* start Given data *

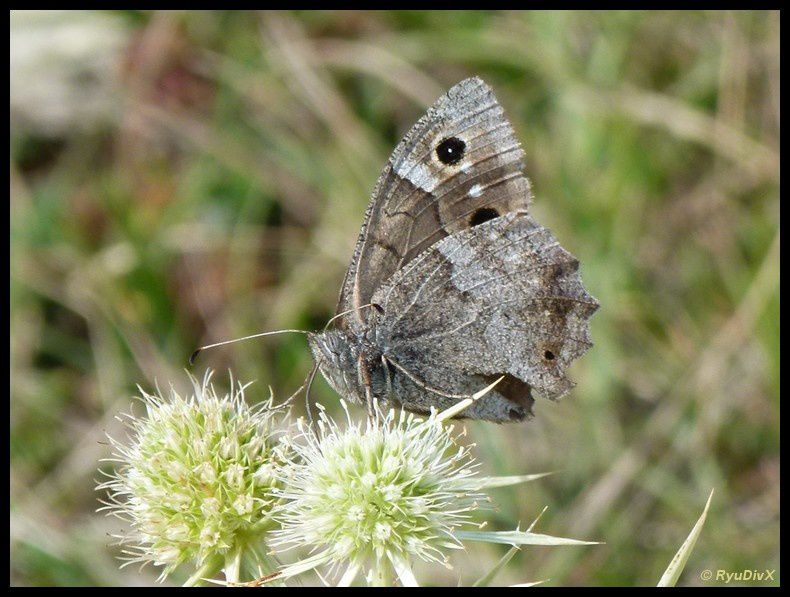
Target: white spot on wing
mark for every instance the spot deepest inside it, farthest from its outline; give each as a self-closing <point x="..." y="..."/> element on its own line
<point x="420" y="175"/>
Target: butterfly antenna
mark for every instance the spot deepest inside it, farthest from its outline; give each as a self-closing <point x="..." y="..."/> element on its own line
<point x="304" y="384"/>
<point x="374" y="305"/>
<point x="202" y="348"/>
<point x="307" y="395"/>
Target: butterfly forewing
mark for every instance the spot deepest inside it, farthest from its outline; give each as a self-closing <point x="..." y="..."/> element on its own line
<point x="459" y="166"/>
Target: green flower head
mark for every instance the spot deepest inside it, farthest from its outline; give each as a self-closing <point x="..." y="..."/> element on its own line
<point x="197" y="480"/>
<point x="389" y="492"/>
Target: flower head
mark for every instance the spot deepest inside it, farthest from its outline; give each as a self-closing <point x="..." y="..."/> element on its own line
<point x="389" y="491"/>
<point x="198" y="478"/>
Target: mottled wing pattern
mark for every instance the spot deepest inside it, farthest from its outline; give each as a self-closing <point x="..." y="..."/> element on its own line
<point x="502" y="298"/>
<point x="458" y="166"/>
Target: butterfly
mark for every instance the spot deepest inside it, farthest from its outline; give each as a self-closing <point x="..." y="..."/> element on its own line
<point x="452" y="284"/>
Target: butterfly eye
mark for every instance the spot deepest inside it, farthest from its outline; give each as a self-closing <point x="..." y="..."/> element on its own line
<point x="450" y="150"/>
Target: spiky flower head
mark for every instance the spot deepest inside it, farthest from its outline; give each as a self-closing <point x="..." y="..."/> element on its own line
<point x="196" y="481"/>
<point x="382" y="493"/>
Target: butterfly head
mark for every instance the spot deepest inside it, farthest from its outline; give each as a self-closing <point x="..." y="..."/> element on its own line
<point x="337" y="360"/>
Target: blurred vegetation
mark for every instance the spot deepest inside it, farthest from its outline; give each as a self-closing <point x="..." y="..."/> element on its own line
<point x="183" y="178"/>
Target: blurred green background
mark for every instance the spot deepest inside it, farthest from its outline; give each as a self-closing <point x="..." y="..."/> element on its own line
<point x="183" y="178"/>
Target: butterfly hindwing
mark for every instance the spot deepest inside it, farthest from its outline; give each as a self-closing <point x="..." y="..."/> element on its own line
<point x="500" y="299"/>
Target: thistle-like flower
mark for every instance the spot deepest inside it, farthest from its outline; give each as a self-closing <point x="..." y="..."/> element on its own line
<point x="380" y="494"/>
<point x="375" y="497"/>
<point x="196" y="483"/>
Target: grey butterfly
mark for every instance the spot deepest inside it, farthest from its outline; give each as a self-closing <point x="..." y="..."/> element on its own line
<point x="452" y="284"/>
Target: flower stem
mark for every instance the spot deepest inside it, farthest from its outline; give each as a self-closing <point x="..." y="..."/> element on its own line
<point x="233" y="565"/>
<point x="204" y="571"/>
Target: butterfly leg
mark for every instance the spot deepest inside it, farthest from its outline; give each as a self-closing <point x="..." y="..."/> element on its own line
<point x="364" y="374"/>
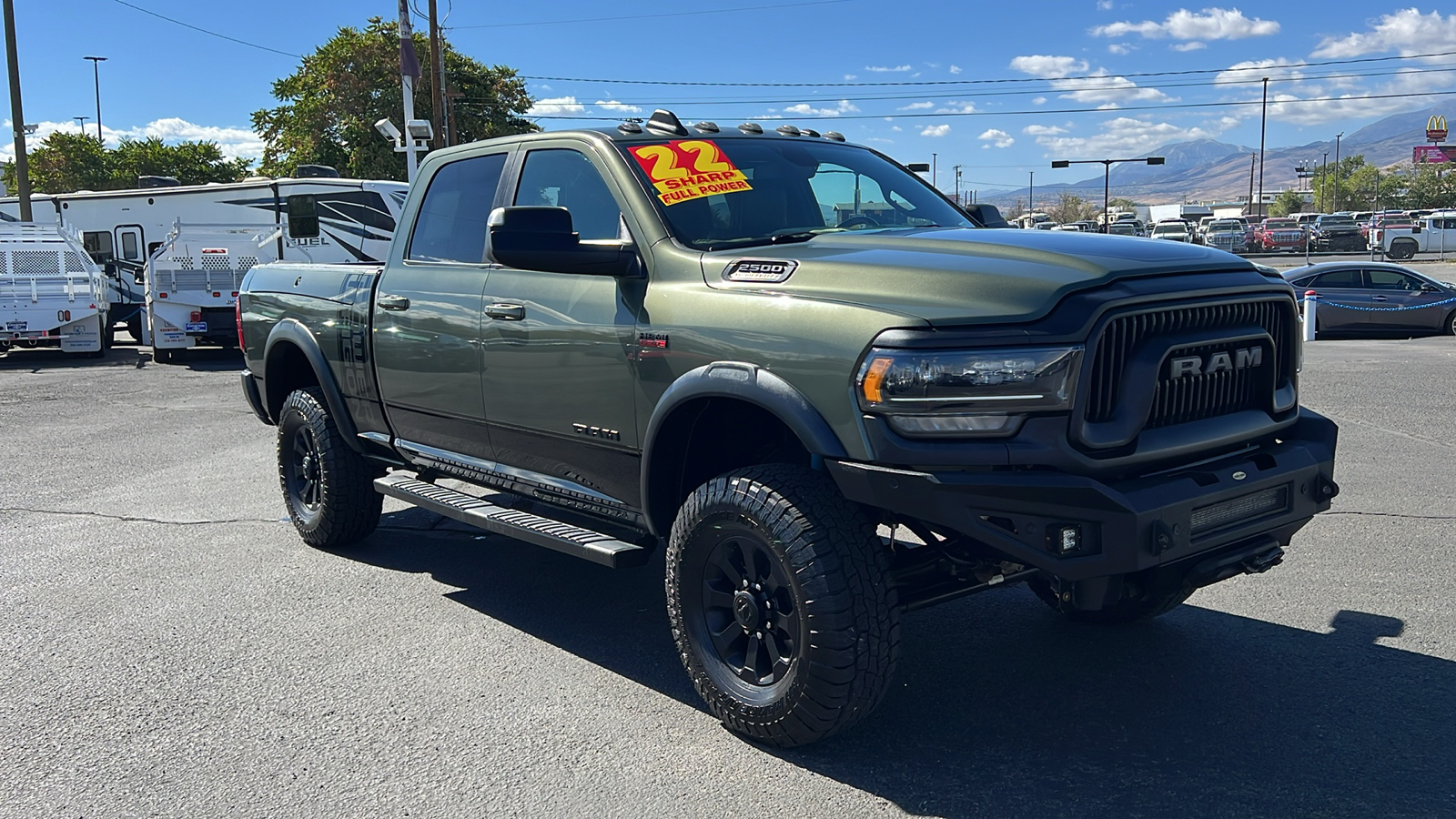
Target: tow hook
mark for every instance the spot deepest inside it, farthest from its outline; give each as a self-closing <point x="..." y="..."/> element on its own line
<point x="1264" y="561"/>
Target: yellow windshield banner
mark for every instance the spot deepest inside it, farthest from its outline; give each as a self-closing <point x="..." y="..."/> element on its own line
<point x="689" y="169"/>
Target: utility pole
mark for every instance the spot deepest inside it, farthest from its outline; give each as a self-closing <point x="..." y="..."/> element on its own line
<point x="1264" y="116"/>
<point x="96" y="63"/>
<point x="22" y="172"/>
<point x="408" y="73"/>
<point x="437" y="67"/>
<point x="1252" y="159"/>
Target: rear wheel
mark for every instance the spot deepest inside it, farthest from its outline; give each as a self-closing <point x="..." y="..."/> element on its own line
<point x="779" y="603"/>
<point x="327" y="486"/>
<point x="1128" y="610"/>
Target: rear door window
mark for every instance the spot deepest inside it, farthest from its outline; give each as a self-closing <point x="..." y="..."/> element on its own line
<point x="450" y="227"/>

* end Given data *

**What is asked**. Copy every entry above word for word, leaving out the pictures.

**Exercise response**.
Target: white spot on wing
mark for every instance the spot deepest inside it, farthest from its outline; give each as a self-closing <point x="..." y="..."/> element on its own line
<point x="420" y="175"/>
Target: butterfly antenna
mark for every instance the spot deepest inside it, farthest from its outline; give each as a self-closing <point x="..." y="..."/> element on its own line
<point x="304" y="384"/>
<point x="374" y="305"/>
<point x="202" y="348"/>
<point x="307" y="395"/>
Target: butterfly forewing
mark for every instance the spot deepest inside it, farthest from its outline; give each as a self-closing <point x="..." y="..."/> element on its own line
<point x="459" y="166"/>
Target: green flower head
mark for every instance the spot deepest inside it, farthest from its outline; give each as a self-closing <point x="..." y="..."/> element on its own line
<point x="197" y="480"/>
<point x="389" y="492"/>
Target: flower head
mark for every instance the spot deepest inside it, farthest from its outline; give each as a self-closing <point x="..." y="..."/> element on its own line
<point x="389" y="491"/>
<point x="198" y="478"/>
Target: mottled wing pattern
mark for every instance the spot deepest inside it, farthest from its outline; give each as a self-closing <point x="..." y="..."/> element on its own line
<point x="502" y="298"/>
<point x="458" y="166"/>
Target: butterfly
mark for every instance the spot deepest inside it, farthest from its outline; give each as a self-closing <point x="..." y="..."/> element on its own line
<point x="452" y="284"/>
Target: butterfly eye
mark for every instance the spot deepest inside it, farthest from its outline; give each as a self-closing <point x="..." y="..."/> element on its own line
<point x="450" y="150"/>
Target: spiky flower head
mark for every instance the spot deepest inside it, farthest from its outline; give each as a self-closing <point x="..." y="..."/> element on its own line
<point x="196" y="481"/>
<point x="382" y="493"/>
Target: butterfly head
mark for every instance the spot deepest inside it, farthest from its outline; give each as a self-closing <point x="..." y="..."/> element on its own line
<point x="337" y="360"/>
Target: blurred vegetation
mark for every instance the spot deepest inside it, farthest from its outline; give each as a self-closing <point x="..." y="..."/> element on its own line
<point x="183" y="178"/>
Target: blurred green background
mark for every instance the spot deepest inside it, farthest from its outline; give each as a self-closing <point x="..." y="..."/> element on its own line
<point x="183" y="178"/>
Target: butterfly hindwing
mark for every instance the spot deepest inside it, farthest from its outline; give each as a self-closing <point x="..." y="..."/> element on its own line
<point x="500" y="299"/>
Target: thistle-like flower
mark for every instance the spot deepest inside it, farthest from its outline; give each as a self-closing <point x="..." y="..."/> element on its own line
<point x="380" y="494"/>
<point x="375" y="497"/>
<point x="196" y="483"/>
Target: grey butterfly
mark for every instance the spot deepest inside it, farthest from its outline; give each as a self-closing <point x="..." y="..."/> element on its own line
<point x="452" y="284"/>
Target: flower stem
mark for every instance the spot deepest inside it, farthest from its outline; give each as a self-closing <point x="..." y="..."/> element on its own line
<point x="233" y="565"/>
<point x="204" y="571"/>
Target: butterfly leg
mark for every instance the spot deepest inside it, farthest from its outline; give each as a self-closing <point x="..." y="..."/> element on its own line
<point x="364" y="374"/>
Target: tow hook
mark for every instance the spot deepest inside it, farthest from its outline; give each as a self-closing <point x="..." y="..."/> element on its own line
<point x="1264" y="561"/>
Target: yellow windshield banner
mark for every instance the spot deepest inside it, farthest from its outline; give each as a self-closing <point x="..." y="..."/> element on its own line
<point x="689" y="169"/>
Target: utility pole
mark for every instance the spot deepest inside it, farthest from its outline; give each as a self-closing <point x="..." y="..."/> element on its own line
<point x="1264" y="116"/>
<point x="96" y="63"/>
<point x="22" y="172"/>
<point x="408" y="73"/>
<point x="437" y="67"/>
<point x="1252" y="159"/>
Target: rear wheel
mark for every instance the spot deepest inside it, farthest from its outline; give each as a self-closing <point x="..." y="..."/> element on its own line
<point x="779" y="603"/>
<point x="327" y="486"/>
<point x="1128" y="610"/>
Target: rear door window
mark for every instance the spot deepest inside it, farthest from its outline; give each as a self-closing <point x="..." y="..."/> element on its own line
<point x="450" y="227"/>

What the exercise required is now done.